Retype the following excerpt on NLTE abundance corrections word for word, from its first sentence to its last.

> [SOURCE EXCERPT]:
============================================================

Depending on the exact choice of lines combined with the stellar parameters and the abundances itself, some elemental abundances suffer from the 1D, LTE assumptions, while others remain good chemical tracers. Several studies have targeted such improvements by computing either NLTE or 3D abundances (or both, see e.g. Amarsi et al. 2019; Bergemann et al. 2017, 2019; Caffau et al. 2008; Lind et al. 2012; Mashonkina 2020; Sitnova et al. 2016; Steffen et al. 2015).

The recent study by Hansen et al. (2020) presented corrected abundances for most of elements presented here, with the exception of Al. Owing to the overlap in stellar parameter space, we used their NLTE computations as an indication of where corrections for the LTE assumptions would affect the LTE abundances most. A full abundance correction will be presented in a forth coming paper. A few stars show a good agreement (overlap) in stellar parameters and the corrections, which are sensitive to the stellar parameters, can therefore help us assess the level or at least direction the NLTE corrections would bring the corrected NLTE abundances in. From Hansen et al. (2020)–BD-10_3742 (T/logg/[Fe/H]/Vt: 4678 ± 120/1.38 ± 0.04/ − 1.96 ± 0.07/1.9 ± 0.1) and BD-12_106 (4889 ± 50/2.03 ± 0.05/ – 2.11 ± 0.04/1.5 ± 0.2) come close to two of the MINCE programme stars, namely BD+07_4625 (4757/1.64/ − 1.93/1.86) and BD+39_3309 (4909/1.73/ − 2.58/1.94). To estimate the order of magnitude of the corrections, we read off the NLTE corrections from their Table A.1, and we note that these are only approximate as the corrections also strongly depend on the use of lines and the actual size of the abundances as well. The NLTE corrections are presented as ∆NLTE = NLTE − LTE.

============================================================

> [RECORDS]:
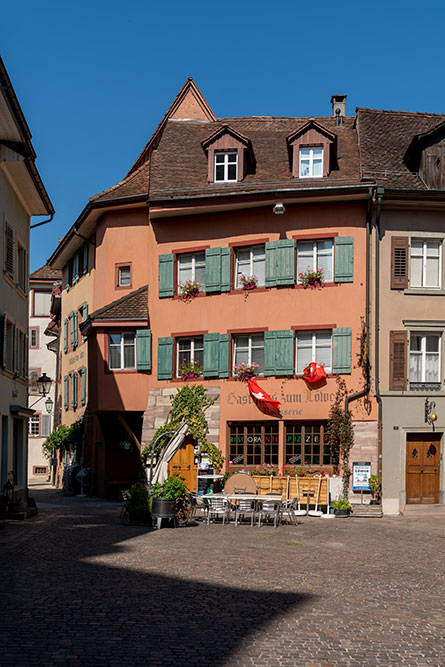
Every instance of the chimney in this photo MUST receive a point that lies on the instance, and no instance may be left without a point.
(338, 108)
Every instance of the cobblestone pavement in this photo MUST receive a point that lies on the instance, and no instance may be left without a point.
(80, 587)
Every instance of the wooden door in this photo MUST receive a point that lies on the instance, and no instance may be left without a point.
(422, 468)
(183, 464)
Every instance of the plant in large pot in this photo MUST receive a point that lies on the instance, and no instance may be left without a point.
(375, 484)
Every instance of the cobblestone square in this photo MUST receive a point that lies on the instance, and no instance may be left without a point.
(81, 587)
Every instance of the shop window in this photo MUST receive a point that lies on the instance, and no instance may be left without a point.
(253, 444)
(306, 444)
(313, 346)
(251, 262)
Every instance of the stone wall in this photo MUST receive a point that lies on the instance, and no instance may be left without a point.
(158, 408)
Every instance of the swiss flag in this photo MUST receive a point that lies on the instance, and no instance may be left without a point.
(260, 397)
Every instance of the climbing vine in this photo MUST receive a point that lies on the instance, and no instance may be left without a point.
(189, 404)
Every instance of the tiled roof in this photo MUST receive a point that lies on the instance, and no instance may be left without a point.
(179, 165)
(46, 273)
(133, 306)
(384, 138)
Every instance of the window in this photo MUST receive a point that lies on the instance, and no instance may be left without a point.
(311, 162)
(121, 351)
(314, 346)
(189, 350)
(307, 444)
(42, 301)
(124, 276)
(192, 267)
(251, 262)
(424, 361)
(34, 337)
(226, 166)
(426, 264)
(34, 426)
(249, 350)
(253, 444)
(314, 255)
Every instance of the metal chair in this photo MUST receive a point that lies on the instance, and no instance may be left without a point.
(268, 508)
(243, 507)
(217, 507)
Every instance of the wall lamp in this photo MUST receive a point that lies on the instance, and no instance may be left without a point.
(279, 208)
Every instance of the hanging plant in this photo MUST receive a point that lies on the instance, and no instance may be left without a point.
(189, 289)
(311, 278)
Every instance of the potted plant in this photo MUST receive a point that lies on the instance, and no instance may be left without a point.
(245, 371)
(189, 289)
(341, 507)
(136, 501)
(190, 369)
(375, 484)
(311, 278)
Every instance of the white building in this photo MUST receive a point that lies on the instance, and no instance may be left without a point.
(22, 194)
(41, 360)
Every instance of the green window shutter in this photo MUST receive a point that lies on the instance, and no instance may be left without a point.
(344, 259)
(211, 355)
(83, 385)
(166, 275)
(284, 352)
(66, 392)
(165, 358)
(341, 350)
(85, 259)
(65, 334)
(213, 269)
(285, 262)
(143, 349)
(224, 355)
(271, 260)
(226, 256)
(270, 346)
(74, 386)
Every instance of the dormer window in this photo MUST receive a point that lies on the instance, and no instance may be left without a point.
(226, 166)
(311, 162)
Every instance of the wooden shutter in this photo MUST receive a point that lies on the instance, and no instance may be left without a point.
(166, 276)
(66, 392)
(213, 269)
(285, 262)
(398, 352)
(399, 262)
(226, 256)
(165, 358)
(83, 385)
(143, 349)
(224, 355)
(341, 350)
(271, 255)
(211, 355)
(343, 259)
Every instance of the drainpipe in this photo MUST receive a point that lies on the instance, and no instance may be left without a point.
(363, 392)
(379, 195)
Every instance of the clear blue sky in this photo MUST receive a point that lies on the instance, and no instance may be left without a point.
(95, 77)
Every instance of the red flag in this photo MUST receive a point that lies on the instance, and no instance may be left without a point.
(259, 395)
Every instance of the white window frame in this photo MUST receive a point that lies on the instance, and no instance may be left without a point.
(422, 353)
(424, 262)
(193, 345)
(311, 158)
(226, 162)
(315, 255)
(122, 367)
(194, 262)
(251, 265)
(249, 348)
(314, 334)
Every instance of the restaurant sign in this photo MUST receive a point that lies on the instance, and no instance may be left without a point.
(361, 472)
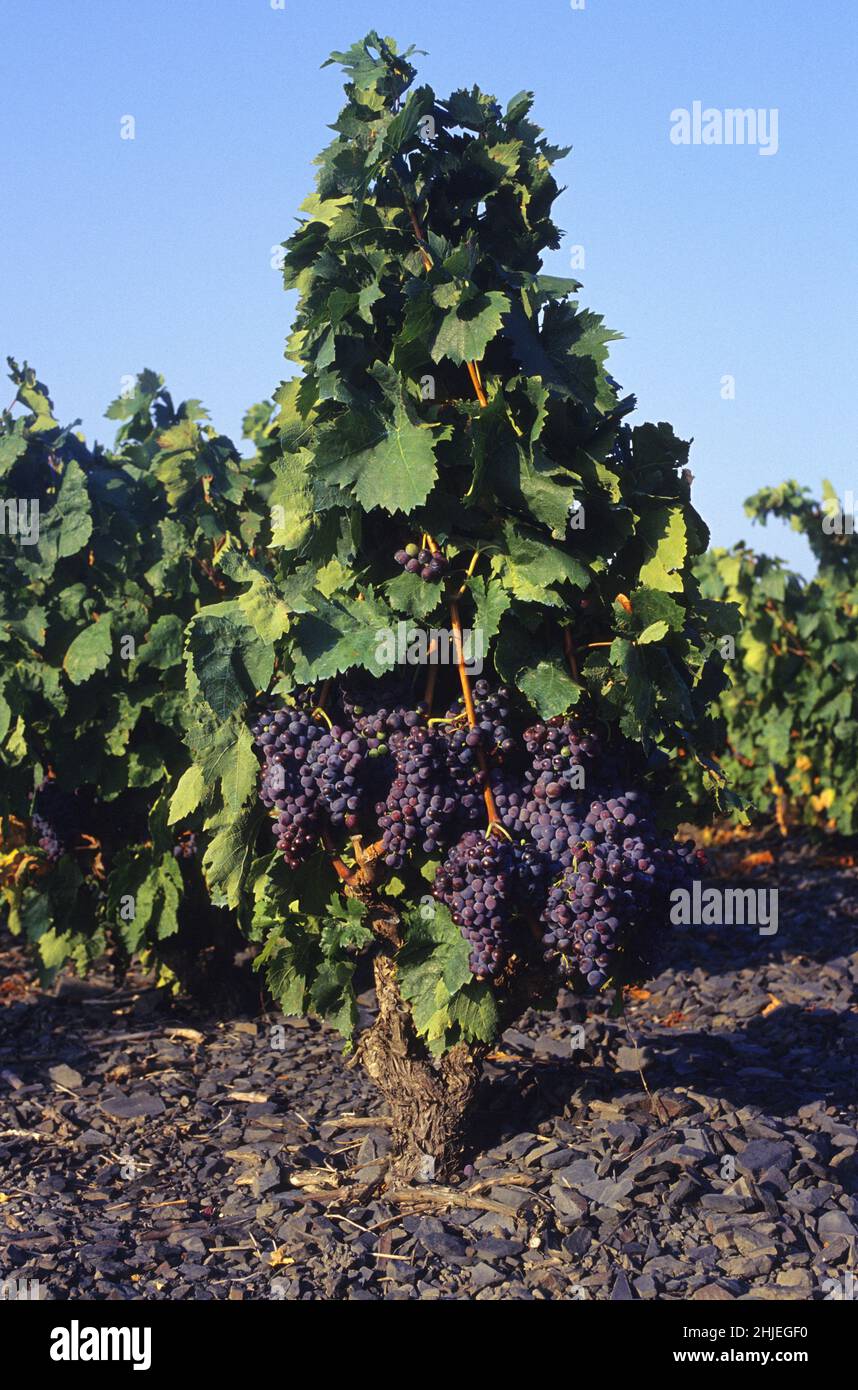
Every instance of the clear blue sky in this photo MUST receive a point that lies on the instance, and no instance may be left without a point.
(714, 260)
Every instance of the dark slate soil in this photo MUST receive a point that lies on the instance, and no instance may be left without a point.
(152, 1151)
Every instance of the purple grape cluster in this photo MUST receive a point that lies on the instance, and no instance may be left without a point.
(477, 884)
(59, 819)
(335, 762)
(430, 565)
(288, 787)
(615, 886)
(590, 868)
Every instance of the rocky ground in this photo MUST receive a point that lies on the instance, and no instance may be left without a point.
(705, 1147)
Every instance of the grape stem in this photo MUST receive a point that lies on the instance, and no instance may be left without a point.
(341, 870)
(477, 382)
(467, 574)
(472, 715)
(570, 656)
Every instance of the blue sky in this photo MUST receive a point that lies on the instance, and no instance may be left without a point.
(714, 260)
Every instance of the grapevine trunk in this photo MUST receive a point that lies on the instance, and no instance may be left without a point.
(429, 1098)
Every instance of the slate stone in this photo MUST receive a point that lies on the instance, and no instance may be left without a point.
(134, 1107)
(761, 1154)
(64, 1075)
(836, 1223)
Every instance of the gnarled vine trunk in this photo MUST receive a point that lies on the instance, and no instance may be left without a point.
(429, 1098)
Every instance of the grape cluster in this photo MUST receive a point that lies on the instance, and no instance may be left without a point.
(430, 565)
(583, 865)
(59, 818)
(477, 884)
(613, 888)
(288, 787)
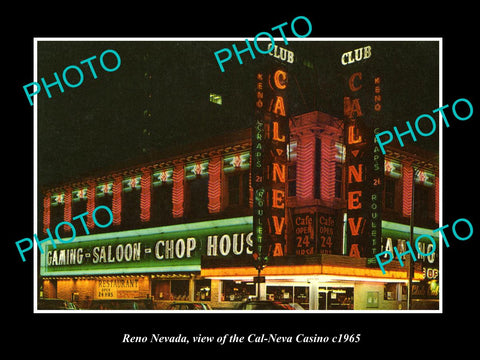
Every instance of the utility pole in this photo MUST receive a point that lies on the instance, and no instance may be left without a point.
(412, 241)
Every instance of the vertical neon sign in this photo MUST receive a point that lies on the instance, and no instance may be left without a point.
(269, 158)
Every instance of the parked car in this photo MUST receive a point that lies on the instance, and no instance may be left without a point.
(186, 305)
(55, 304)
(263, 305)
(122, 304)
(296, 306)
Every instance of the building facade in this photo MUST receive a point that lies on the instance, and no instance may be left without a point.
(182, 228)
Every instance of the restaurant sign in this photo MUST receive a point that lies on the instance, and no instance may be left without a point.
(161, 249)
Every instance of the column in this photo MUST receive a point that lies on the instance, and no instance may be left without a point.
(117, 200)
(214, 184)
(407, 180)
(46, 211)
(67, 212)
(145, 195)
(90, 202)
(305, 167)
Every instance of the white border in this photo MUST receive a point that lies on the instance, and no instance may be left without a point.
(155, 39)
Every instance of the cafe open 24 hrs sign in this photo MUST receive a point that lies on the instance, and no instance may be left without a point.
(364, 160)
(269, 165)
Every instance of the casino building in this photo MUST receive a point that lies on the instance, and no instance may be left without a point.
(183, 228)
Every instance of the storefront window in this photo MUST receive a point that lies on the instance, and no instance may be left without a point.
(289, 294)
(237, 290)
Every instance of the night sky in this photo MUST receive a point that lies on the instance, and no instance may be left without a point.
(100, 125)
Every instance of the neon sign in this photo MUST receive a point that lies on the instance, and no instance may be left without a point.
(269, 149)
(364, 161)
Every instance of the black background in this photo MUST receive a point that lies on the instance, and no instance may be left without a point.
(382, 335)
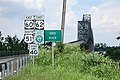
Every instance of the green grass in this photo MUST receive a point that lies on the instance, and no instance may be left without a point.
(71, 64)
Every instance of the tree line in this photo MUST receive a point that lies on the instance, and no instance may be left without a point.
(112, 52)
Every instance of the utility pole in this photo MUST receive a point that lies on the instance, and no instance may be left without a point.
(63, 18)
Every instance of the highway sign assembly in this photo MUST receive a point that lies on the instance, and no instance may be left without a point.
(53, 35)
(39, 36)
(33, 49)
(32, 23)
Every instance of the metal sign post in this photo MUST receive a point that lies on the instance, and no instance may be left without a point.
(53, 44)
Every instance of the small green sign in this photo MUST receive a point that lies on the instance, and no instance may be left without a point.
(53, 35)
(39, 38)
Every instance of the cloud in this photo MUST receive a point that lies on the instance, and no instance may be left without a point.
(28, 4)
(33, 4)
(106, 17)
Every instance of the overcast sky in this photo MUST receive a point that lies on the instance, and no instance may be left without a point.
(105, 17)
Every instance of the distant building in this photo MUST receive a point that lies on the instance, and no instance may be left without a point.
(85, 33)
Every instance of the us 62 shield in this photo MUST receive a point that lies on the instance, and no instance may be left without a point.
(29, 24)
(33, 50)
(39, 24)
(29, 38)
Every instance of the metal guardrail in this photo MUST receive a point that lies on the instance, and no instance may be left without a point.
(13, 66)
(12, 53)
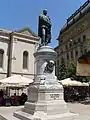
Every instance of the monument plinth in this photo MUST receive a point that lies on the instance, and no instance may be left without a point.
(45, 96)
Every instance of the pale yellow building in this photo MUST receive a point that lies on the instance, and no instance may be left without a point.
(74, 36)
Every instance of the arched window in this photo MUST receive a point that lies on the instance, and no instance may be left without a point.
(25, 60)
(1, 57)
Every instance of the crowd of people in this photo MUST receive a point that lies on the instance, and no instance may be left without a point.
(6, 100)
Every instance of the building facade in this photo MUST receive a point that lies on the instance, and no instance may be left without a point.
(74, 36)
(16, 52)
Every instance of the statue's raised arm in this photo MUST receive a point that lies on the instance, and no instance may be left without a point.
(44, 28)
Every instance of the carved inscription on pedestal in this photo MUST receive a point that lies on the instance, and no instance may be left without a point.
(55, 96)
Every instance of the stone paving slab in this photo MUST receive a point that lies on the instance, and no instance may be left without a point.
(81, 109)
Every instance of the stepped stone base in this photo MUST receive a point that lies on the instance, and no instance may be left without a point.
(45, 96)
(46, 103)
(42, 116)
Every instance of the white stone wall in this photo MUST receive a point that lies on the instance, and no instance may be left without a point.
(19, 47)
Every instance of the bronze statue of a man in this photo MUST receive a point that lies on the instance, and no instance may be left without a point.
(44, 28)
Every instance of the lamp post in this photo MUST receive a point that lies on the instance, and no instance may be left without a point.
(10, 45)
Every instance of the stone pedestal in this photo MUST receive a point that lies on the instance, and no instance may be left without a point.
(45, 96)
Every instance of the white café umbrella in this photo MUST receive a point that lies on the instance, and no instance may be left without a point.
(69, 82)
(16, 81)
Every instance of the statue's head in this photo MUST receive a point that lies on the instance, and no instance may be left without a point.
(45, 11)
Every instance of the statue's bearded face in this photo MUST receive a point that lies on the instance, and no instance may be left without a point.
(45, 12)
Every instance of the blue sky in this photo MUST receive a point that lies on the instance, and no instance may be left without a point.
(16, 14)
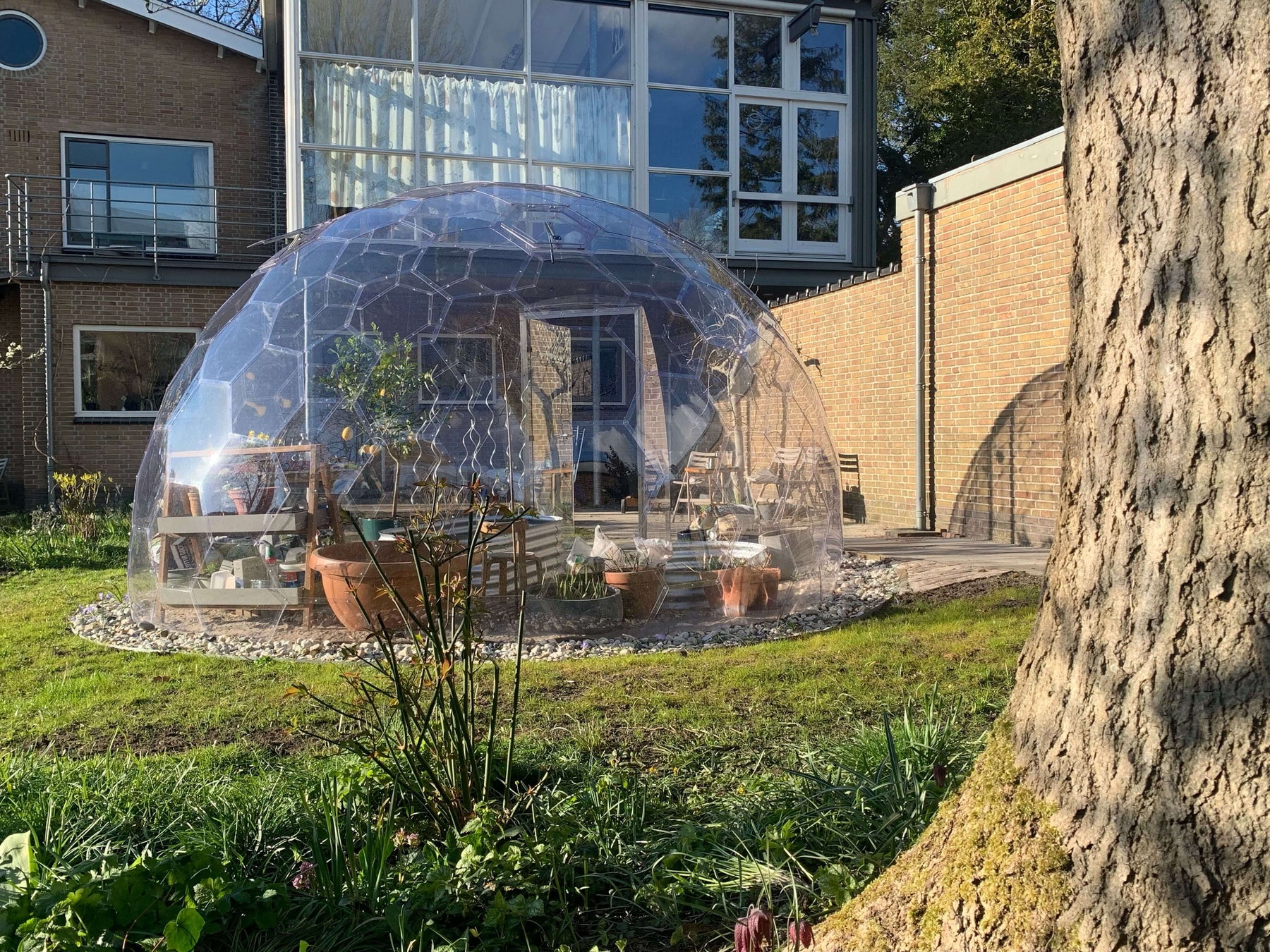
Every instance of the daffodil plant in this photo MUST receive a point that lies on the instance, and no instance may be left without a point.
(381, 379)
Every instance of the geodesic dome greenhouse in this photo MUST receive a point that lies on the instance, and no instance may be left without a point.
(565, 353)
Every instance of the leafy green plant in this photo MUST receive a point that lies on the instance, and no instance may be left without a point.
(425, 710)
(382, 381)
(577, 585)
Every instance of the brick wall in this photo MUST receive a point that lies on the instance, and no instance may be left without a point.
(997, 333)
(106, 74)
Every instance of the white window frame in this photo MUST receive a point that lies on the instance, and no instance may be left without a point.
(493, 362)
(44, 41)
(140, 415)
(639, 171)
(787, 197)
(143, 140)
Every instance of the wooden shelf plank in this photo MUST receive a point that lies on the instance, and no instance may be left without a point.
(231, 598)
(231, 525)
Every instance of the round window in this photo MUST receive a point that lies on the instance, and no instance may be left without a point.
(22, 41)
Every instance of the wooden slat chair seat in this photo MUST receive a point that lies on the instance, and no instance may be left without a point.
(701, 470)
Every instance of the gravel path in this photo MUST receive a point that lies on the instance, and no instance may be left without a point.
(864, 585)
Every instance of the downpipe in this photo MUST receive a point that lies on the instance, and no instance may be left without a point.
(47, 291)
(922, 203)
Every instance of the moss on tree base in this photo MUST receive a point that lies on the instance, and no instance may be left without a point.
(990, 874)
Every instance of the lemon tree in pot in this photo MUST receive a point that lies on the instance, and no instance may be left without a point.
(380, 382)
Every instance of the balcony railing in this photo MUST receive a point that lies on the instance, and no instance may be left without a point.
(107, 219)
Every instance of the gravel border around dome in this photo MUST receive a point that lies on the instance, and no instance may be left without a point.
(864, 587)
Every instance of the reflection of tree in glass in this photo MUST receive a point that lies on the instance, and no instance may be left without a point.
(758, 50)
(131, 371)
(760, 147)
(818, 157)
(374, 28)
(822, 69)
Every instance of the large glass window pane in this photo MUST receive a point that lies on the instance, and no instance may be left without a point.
(818, 154)
(146, 195)
(581, 39)
(818, 222)
(488, 33)
(823, 59)
(687, 130)
(442, 171)
(377, 28)
(600, 183)
(760, 147)
(88, 211)
(757, 50)
(338, 182)
(463, 368)
(127, 371)
(363, 107)
(88, 152)
(687, 47)
(471, 116)
(576, 122)
(695, 206)
(760, 221)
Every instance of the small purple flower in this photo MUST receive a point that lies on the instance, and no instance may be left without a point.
(304, 880)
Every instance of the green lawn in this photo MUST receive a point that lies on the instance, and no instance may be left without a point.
(75, 697)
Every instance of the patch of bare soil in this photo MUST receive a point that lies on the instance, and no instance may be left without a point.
(972, 588)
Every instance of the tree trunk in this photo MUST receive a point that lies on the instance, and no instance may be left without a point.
(1143, 700)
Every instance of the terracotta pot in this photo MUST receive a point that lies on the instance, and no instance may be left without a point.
(352, 583)
(747, 587)
(639, 590)
(710, 588)
(243, 506)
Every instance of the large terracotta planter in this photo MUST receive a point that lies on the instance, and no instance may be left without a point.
(639, 590)
(749, 588)
(246, 506)
(349, 578)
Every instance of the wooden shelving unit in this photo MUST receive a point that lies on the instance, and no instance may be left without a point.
(173, 526)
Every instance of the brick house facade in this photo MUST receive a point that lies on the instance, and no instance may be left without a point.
(997, 320)
(120, 73)
(997, 267)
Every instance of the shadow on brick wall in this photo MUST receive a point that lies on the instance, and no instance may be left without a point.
(1009, 493)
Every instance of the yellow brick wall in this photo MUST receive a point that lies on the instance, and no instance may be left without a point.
(997, 338)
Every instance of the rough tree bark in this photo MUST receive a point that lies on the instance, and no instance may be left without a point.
(1142, 710)
(1143, 700)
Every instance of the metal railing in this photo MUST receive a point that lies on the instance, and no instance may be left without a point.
(138, 220)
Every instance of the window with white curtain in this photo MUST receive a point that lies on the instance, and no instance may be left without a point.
(741, 141)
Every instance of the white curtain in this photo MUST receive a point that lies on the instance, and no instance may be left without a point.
(355, 179)
(576, 122)
(201, 224)
(361, 107)
(476, 116)
(442, 171)
(601, 183)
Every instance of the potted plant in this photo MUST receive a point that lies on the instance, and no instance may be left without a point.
(381, 381)
(357, 587)
(639, 580)
(744, 587)
(708, 570)
(249, 480)
(574, 603)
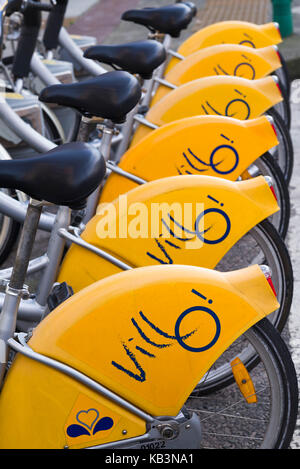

============================================================

> [RESPONSE TO THE EXERCISE]:
Depending on the exact choice of lines combined with the stellar parameters and the abundances itself, some elemental abundances suffer from the 1D, LTE assumptions, while others remain good chemical tracers. Several studies have targeted such improvements by computing either NLTE or 3D abundances (or both, see e.g. Amarsi et al. 2019; Bergemann et al. 2017, 2019; Caffau et al. 2008; Lind et al. 2012; Mashonkina 2020; Sitnova et al. 2016; Steffen et al. 2015).

The recent study by Hansen et al. (2020) presented corrected abundances for most of elements presented here, with the exception of Al. Owing to the overlap in stellar parameter space, we used their NLTE computations as an indication of where corrections for the LTE assumptions would affect the LTE abundances most. A full abundance correction will be presented in a forth coming paper. A few stars show a good agreement (overlap) in stellar parameters and the corrections, which are sensitive to the stellar parameters, can therefore help us assess the level or at least direction the NLTE corrections would bring the corrected NLTE abundances in. From Hansen et al. (2020)–BD-10_3742 (T/logg/[Fe/H]/Vt: 4678 ± 120/1.38 ± 0.04/ − 1.96 ± 0.07/1.9 ± 0.1) and BD-12_106 (4889 ± 50/2.03 ± 0.05/ – 2.11 ± 0.04/1.5 ± 0.2) come close to two of the MINCE programme stars, namely BD+07_4625 (4757/1.64/ − 1.93/1.86) and BD+39_3309 (4909/1.73/ − 2.58/1.94). To estimate the order of magnitude of the corrections, we read off the NLTE corrections from their Table A.1, and we note that these are only approximate as the corrections also strongly depend on the use of lines and the actual size of the abundances as well. The NLTE corrections are presented as ∆NLTE = NLTE − LTE.